▶ Instruction A
Which lines of the records contain the string "concrete"? Copy each of those lines, treating uppercase and lowercase as different.

▶ Selection

Finally OUT of the Studio: InTouch fiber sculpture is being touched by museum visitors!

It’s real! It’s alive! InTouch is now open to visitors at the de Saisset Museum, and it’s a hit!

Last Thursday the opening reception was packed with friends, loved ones, and also total strangers who came out to see the debut of my human-scaled touchable sculpture. It didn’t take much convincing to get people to touch. It was just as I had hoped and pictured— the mysterious but approachable forms seemed to draw visitors in, and not just kids— although they were the first to dive in. And the photos are pretty great:

Photo time! Documenting artwork for marketing before the show is exhibited

I’d promised myself I’d write in this space more often… but since what I’ve been doing instead is MAKING THE WORK, I’m not going to be too hard on myself.

Here we are, 11 weeks away from starting to install the show. I have a few final details to finish on two of the white felted Hanging Pods, and then I can dedicate more studio time to stitching up some more industrial felt Holdables. In the meantime I needed to take some photos for postcard announcements. In case you missed it, that means I needed photos of the exhibition before the exhibition was actually in place in the museum. What to do, you ask? Cropping and Photoshop and the hallway outside my studio provided the answers.

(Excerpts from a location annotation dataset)
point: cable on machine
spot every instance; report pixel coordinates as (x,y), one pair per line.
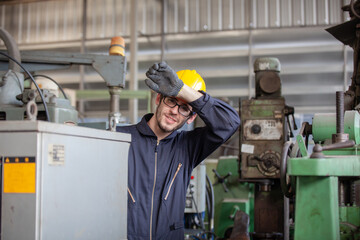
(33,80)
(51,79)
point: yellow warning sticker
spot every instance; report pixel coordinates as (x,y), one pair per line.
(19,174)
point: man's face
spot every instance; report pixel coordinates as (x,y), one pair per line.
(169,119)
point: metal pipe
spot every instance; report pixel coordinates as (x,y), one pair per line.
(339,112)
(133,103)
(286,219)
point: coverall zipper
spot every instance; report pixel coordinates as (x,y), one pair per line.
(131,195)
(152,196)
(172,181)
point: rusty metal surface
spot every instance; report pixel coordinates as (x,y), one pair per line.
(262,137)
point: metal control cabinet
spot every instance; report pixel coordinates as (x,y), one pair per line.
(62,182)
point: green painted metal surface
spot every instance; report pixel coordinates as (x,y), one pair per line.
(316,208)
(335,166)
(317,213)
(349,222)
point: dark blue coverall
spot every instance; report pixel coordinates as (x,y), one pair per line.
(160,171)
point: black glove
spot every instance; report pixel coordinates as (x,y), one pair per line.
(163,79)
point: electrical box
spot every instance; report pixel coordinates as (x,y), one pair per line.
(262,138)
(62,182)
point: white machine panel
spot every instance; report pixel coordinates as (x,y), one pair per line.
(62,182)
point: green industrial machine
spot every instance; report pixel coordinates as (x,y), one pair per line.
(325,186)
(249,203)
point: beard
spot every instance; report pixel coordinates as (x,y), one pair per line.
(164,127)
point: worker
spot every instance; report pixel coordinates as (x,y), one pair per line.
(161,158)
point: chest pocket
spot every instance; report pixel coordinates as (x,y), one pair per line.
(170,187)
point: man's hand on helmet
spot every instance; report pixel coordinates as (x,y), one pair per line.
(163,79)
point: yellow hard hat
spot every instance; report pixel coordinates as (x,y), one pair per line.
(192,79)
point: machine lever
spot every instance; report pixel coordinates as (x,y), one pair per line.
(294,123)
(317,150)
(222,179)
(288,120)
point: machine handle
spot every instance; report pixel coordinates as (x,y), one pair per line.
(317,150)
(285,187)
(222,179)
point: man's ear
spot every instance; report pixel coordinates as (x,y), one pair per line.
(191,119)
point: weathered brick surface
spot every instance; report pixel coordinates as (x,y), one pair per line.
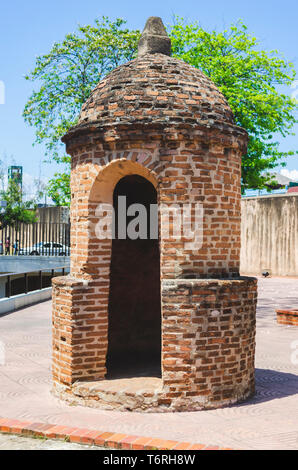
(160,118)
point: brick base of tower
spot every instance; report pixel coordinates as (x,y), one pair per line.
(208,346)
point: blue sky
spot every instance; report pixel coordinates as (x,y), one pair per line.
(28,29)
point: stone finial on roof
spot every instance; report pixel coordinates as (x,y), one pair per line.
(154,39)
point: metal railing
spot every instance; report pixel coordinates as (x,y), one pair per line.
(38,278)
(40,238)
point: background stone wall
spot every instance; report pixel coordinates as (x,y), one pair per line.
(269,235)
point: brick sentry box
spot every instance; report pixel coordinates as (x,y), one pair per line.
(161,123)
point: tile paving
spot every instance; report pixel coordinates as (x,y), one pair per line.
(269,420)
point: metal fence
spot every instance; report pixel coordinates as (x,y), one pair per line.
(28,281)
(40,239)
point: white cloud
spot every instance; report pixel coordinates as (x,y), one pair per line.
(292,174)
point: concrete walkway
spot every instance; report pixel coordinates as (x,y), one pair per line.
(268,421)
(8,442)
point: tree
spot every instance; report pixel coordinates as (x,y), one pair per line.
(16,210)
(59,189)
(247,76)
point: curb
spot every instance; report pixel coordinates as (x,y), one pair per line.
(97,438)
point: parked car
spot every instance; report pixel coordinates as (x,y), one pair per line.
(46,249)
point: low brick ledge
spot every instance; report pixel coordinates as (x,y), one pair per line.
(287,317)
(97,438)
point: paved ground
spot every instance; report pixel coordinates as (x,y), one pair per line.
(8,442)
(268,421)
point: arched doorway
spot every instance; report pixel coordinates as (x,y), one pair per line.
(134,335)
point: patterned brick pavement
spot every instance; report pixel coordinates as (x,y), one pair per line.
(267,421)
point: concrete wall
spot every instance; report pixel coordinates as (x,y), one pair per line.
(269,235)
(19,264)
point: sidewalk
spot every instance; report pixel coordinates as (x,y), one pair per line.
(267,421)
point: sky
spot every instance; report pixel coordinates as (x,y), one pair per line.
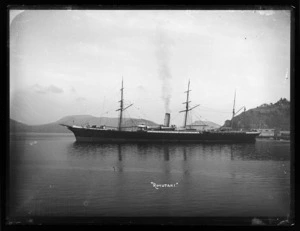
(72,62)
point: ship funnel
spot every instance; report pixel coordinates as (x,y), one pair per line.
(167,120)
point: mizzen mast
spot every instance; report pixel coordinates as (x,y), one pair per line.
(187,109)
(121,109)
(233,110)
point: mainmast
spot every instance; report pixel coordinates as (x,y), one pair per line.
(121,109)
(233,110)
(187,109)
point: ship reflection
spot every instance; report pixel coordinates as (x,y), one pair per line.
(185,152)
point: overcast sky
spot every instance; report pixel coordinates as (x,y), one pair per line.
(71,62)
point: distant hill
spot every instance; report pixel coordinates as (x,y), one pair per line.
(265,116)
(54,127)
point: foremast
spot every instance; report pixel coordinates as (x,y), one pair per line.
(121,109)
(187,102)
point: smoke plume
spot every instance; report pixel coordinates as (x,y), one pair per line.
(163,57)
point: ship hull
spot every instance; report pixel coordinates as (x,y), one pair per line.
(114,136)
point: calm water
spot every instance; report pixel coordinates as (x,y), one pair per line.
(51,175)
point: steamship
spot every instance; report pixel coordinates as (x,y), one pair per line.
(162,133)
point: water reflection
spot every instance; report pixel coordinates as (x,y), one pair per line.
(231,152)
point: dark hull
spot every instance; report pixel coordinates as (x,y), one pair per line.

▶ Instruction B
Carry the blog post about the InTouch fiber sculpture forward, starting right after its last sentence.

▶ Right answer A
point: concrete walkway
point: concrete wall

▶ Right answer B
I spent several very long evenings suspending Hanging Pods from the rafters to mimic their spacing and lighting as it will be in the museum; I had to take the photos at night to have darkness in order to control the light. Happily I am quite comfortable scrambling up and down ladders, as that was a necessary part of adjusting art and light. And again I’m glad my sculpture isn’t terribly heavy. Once I had the pieces configured so that they’d work well in the viewfinder of the camera with good lighting it was time for my models. Since this artwork is all about visitors interacting I had to recruit my usual laborers: my husband, kids, and myself. Note: ice cream can be a good form of payment. I took a ton of photos so I’d have a few to ultimately choose from. A week later I did the same with the stitched industrial felt Holdables. For some of the finished photos I layered multiple images of myself with the sculpture to give a sense of how audiences may interact, since I’m clearly a chicken about asking other (non-related) humans to help me at weird hours. Those Photoshop skills really helped.

Below I present a comparison to show how my original concept drawings have finally come to life!

Progress Photos! Documenting the latest wool sculpture, touchable art, and catalog

I’ve been busy over the winter: pushing ever onward with surface finishes on the white wool-covered ‘Hanging Pods’, designing and stitching industrial felt ‘Holdable’ sculptures, hosting an Open Studio event, carving the last of the twelve Hanging Pods, planning the fabrication of the metal structure that will suspend the hanging sculptures, and working on some of the smaller-scale, more sellable work: wool drawings and a unicorn fetal specimen. Click on each image below for a bit more of an explanation.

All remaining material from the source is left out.